Instructions for the task:
Return every line of the material below unchanged, character for character.

-- begin Data rows --

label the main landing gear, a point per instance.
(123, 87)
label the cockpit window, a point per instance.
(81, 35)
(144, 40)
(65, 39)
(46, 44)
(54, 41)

-- end Data rows --

Result of the exercise:
label the main landing gear, a point per instance.
(123, 87)
label the cockpit window, a point per instance.
(81, 35)
(144, 40)
(65, 39)
(46, 44)
(54, 41)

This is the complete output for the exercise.